Your instructions »
Gather every line of the material below that contains the string "wall", and copy each of those lines unchanged. Case counts.

==================================================

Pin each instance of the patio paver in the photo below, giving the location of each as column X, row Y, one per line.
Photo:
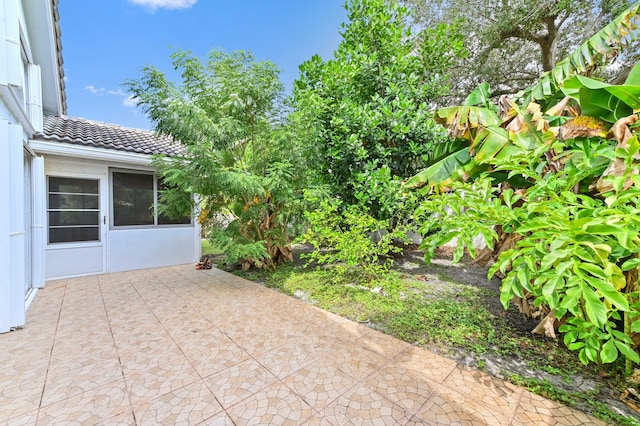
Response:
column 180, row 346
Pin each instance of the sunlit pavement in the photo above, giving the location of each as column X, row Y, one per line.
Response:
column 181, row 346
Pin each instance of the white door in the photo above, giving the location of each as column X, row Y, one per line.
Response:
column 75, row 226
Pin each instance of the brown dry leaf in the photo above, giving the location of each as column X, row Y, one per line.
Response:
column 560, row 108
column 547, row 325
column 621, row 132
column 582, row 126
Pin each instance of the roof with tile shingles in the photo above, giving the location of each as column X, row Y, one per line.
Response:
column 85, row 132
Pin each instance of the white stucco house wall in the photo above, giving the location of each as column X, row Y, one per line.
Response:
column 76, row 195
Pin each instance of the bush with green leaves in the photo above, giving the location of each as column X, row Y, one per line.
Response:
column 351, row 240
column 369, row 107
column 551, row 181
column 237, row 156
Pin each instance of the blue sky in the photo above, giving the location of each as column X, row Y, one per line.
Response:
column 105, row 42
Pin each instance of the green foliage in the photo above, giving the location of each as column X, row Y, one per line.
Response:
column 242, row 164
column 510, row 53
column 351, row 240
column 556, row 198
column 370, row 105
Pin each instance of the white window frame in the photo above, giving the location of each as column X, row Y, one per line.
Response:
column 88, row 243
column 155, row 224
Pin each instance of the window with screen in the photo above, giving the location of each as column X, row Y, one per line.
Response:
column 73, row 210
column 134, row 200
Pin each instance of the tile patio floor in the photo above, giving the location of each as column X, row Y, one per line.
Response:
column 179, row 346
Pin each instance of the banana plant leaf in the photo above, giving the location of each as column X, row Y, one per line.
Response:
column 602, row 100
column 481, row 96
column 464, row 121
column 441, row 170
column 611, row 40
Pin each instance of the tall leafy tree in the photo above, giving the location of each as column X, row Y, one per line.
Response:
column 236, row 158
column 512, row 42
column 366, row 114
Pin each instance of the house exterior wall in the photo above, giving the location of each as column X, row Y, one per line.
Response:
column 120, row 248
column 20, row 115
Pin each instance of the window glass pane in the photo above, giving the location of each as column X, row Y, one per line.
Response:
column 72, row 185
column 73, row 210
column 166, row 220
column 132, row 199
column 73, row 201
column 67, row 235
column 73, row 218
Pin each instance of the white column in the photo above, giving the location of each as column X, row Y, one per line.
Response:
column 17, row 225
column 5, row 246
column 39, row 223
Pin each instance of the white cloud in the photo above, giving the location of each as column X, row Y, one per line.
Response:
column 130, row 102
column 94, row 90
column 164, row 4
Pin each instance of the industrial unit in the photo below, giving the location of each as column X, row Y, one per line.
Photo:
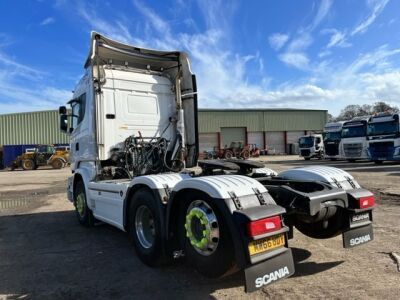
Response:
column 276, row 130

==================================================

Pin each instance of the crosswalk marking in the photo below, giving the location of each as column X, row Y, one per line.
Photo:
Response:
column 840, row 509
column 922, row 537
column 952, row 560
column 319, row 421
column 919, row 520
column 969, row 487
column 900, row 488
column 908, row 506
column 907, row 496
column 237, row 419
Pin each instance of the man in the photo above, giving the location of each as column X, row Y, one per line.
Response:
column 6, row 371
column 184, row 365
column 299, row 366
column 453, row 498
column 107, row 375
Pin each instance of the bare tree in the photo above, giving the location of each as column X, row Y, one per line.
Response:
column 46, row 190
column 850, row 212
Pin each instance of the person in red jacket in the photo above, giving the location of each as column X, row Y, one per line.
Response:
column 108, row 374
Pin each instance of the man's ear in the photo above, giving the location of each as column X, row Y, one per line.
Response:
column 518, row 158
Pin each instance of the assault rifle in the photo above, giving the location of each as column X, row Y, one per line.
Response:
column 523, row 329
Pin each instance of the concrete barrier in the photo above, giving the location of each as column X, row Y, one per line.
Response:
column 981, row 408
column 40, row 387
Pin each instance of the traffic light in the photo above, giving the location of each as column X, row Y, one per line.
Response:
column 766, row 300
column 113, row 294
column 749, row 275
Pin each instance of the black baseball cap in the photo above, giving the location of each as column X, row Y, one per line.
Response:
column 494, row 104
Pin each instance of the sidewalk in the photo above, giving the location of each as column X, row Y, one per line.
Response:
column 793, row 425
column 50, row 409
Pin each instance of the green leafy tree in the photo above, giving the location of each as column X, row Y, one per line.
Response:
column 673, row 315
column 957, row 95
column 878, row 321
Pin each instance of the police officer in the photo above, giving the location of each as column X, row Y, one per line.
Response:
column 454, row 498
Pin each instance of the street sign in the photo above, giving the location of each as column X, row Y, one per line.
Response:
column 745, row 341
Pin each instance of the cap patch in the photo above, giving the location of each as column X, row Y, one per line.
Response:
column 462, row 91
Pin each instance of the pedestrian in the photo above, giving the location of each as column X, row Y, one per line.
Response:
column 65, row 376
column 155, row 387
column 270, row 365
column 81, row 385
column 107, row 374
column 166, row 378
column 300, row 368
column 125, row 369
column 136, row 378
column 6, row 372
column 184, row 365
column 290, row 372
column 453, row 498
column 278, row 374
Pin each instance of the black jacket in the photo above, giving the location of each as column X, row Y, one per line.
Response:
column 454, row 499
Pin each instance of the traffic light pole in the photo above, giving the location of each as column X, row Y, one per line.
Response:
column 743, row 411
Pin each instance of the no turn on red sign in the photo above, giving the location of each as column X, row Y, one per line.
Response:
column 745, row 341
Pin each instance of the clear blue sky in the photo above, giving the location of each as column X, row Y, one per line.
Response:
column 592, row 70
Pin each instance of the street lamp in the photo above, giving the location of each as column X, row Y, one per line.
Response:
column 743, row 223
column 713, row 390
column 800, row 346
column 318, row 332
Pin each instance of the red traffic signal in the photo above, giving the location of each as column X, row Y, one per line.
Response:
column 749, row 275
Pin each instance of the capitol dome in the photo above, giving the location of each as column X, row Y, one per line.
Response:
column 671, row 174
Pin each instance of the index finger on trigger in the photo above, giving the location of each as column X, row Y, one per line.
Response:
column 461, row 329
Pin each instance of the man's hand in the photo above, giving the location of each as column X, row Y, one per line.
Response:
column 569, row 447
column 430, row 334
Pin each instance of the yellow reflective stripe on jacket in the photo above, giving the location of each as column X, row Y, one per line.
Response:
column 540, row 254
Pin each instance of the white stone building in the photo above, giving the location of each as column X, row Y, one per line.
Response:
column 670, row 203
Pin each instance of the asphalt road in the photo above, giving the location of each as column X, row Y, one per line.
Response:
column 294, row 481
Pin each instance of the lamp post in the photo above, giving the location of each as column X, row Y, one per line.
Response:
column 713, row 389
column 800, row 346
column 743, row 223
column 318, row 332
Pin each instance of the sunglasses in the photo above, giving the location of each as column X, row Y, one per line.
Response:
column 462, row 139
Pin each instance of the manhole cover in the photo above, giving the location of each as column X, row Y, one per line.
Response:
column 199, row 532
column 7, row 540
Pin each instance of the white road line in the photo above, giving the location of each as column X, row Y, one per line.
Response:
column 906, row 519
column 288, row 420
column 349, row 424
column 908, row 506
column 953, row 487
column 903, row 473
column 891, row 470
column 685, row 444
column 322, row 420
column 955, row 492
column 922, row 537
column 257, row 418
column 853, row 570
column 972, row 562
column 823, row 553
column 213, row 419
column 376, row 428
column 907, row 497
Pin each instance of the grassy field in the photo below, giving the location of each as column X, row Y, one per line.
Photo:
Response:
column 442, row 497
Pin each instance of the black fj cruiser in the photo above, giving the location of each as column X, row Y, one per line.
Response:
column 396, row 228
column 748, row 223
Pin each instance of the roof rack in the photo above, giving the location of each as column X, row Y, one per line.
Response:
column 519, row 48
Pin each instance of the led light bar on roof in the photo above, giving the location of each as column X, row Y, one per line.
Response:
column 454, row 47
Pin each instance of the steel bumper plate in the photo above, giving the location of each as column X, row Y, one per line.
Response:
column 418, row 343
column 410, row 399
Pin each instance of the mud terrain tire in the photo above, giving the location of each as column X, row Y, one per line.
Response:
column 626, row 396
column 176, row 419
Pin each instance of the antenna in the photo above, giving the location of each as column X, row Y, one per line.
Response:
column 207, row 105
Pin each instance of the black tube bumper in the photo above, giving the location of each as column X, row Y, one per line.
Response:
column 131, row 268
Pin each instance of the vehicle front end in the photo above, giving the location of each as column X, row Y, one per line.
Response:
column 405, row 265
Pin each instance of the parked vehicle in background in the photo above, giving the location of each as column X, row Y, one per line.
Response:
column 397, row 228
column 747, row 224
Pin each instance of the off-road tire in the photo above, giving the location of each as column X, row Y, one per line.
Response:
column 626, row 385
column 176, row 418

==================================================

Answer for the task »
Pin each instance of the white stucco house wall in the photo above, giving the location of each as column X, row Y, one per line.
Pin each instance of the house exterior wall in the photo above, giving the location of each as column X, row Y, one per line.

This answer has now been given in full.